## Extrait

★ ★ ★

Il a expliqué que, tout au long des témoignages qu’il avait reçus, les répercussions sur la santé mentale des communautés touchées par la perte de leur culture et de leurs terres et l’incertitude quant aux potentielles répercussions sur la santé physique ont été soulevées comme une préoccupation importante.

Et les répercussions des entreprises canadiennes s’étendent bien au-delà des frontières du pays, avec notamment « l’exportation illégale » de déchets vers des pays d’Asie comme les Philippines.

Il s’est ainsi préoccupé des activités des industries extractives canadiennes à l’étranger, notamment « l’incapacité de prévenir et d’atténuer la pollution toxique ».

L’expert indépendant s’est même inquiété des pressions exercées par ces entreprises sur les gouvernements étrangers pour qu’ils abaissent les normes de protection. Ce qui constitue, selon lui, « un mépris flagrant des lois environnementales existantes », induisant des communautés en erreur quant à la nature et les impacts des projets proposés, parmi d’autres graves préoccupations ».

Efforts faits aux niveaux provincial et fédéral

« Il est certain que le Canada a fait des progrès importants, »  a toutefois indiqué M. Tuncak, en soulignant les restrictions générales sur l’amiante, l’interdiction par le Québec de la pulvérisation aérienne de l’herbicide glyphosate en milieu forestier, l’interdiction par l’Ontario des centrales au charbon, les études en cours pour mieux comprendre les effets nuancés de l’exposition des enfants aux substances toxiques et les responsabilités communes de Santé Canada et d’Environnement Canada sur certains sujets.

★ ★ ★

## Liste des enregistrements

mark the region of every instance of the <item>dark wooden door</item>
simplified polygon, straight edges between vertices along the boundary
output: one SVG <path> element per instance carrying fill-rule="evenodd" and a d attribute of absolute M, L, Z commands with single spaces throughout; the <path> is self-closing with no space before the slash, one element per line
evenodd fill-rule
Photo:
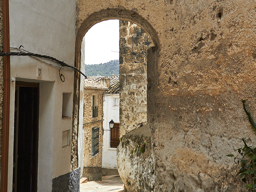
<path fill-rule="evenodd" d="M 16 89 L 13 192 L 37 190 L 38 88 L 23 85 Z"/>

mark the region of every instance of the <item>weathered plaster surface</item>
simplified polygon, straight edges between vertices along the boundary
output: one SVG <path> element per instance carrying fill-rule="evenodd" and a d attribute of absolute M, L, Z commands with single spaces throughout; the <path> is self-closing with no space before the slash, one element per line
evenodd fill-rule
<path fill-rule="evenodd" d="M 91 171 L 90 168 L 92 167 L 100 167 L 102 166 L 102 144 L 103 141 L 102 137 L 102 119 L 103 98 L 103 93 L 105 91 L 97 90 L 85 89 L 84 96 L 84 124 L 88 124 L 84 125 L 83 129 L 84 131 L 84 169 L 83 177 L 87 177 L 88 180 L 99 180 L 97 172 L 101 171 L 100 168 L 96 168 L 97 170 Z M 97 96 L 97 105 L 99 106 L 98 116 L 92 117 L 92 95 Z M 97 121 L 95 123 L 92 123 Z M 92 149 L 92 129 L 93 127 L 99 127 L 99 153 L 94 156 L 91 155 Z M 102 172 L 100 177 L 102 178 Z M 94 179 L 94 175 L 96 178 Z"/>
<path fill-rule="evenodd" d="M 76 60 L 81 37 L 103 20 L 138 24 L 155 46 L 147 64 L 155 191 L 243 191 L 225 155 L 243 137 L 256 143 L 240 102 L 250 100 L 255 116 L 256 2 L 78 0 L 77 5 Z M 126 9 L 119 7 L 121 14 L 119 6 Z"/>
<path fill-rule="evenodd" d="M 2 1 L 0 0 L 0 44 L 3 44 L 3 12 Z M 3 50 L 1 48 L 0 50 Z M 4 99 L 4 60 L 3 57 L 0 57 L 0 171 L 1 170 L 2 158 L 2 129 L 3 129 L 3 99 Z M 1 184 L 0 179 L 0 185 Z"/>
<path fill-rule="evenodd" d="M 141 28 L 119 21 L 120 137 L 146 124 L 147 51 L 152 43 Z"/>
<path fill-rule="evenodd" d="M 123 135 L 117 149 L 118 172 L 127 191 L 154 191 L 155 175 L 148 125 Z"/>
<path fill-rule="evenodd" d="M 0 0 L 0 44 L 3 44 L 3 12 L 2 1 Z M 0 50 L 2 51 L 3 48 Z M 3 129 L 3 99 L 4 99 L 4 60 L 3 57 L 0 57 L 0 171 L 1 170 L 2 158 L 2 130 Z M 1 185 L 0 179 L 0 185 Z"/>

★ ★ ★

Poursuivez l'extrait sur la pollution toxique et le Canada à partir de sa dernière phrase. Les enregistrements sont tirés d'une autre source que l'extrait.

## Réponse
Mais il a regretté « l’inaction du gouvernement canadien lorsque ses entreprises produisent un impact sur certains groupes ».

Il a également dénoncé l’insuffisance des mesures de protection prévues par les lois pertinentes pour protéger la qualité de l’air et de l’eau et l’absence de poursuites dans les cas évidents de conduite illégale d’entreprises ayant entraîné des expositions nocives.

Enfin, l’expert a constaté qu’il était décevant que le Parlement canadien n’ait pas encore mis en œuvre la Déclaration de l’ONU sur les droits des peuples autochtones par voie législative, malgré les engagements répétés du gouvernement.

Il a exhorté le législateur à le faire. « Le Canada doit répondre à de nombreuses questions pour savoir si des protections égales pour tous sont accordées contre l’exposition aux substances toxiques et pourquoi les victimes se voient refuser leur droit à un recours efficace depuis des décennies », a conclu le Rapporteur spécial sur la gestion et de l’élimination déchets dangereux.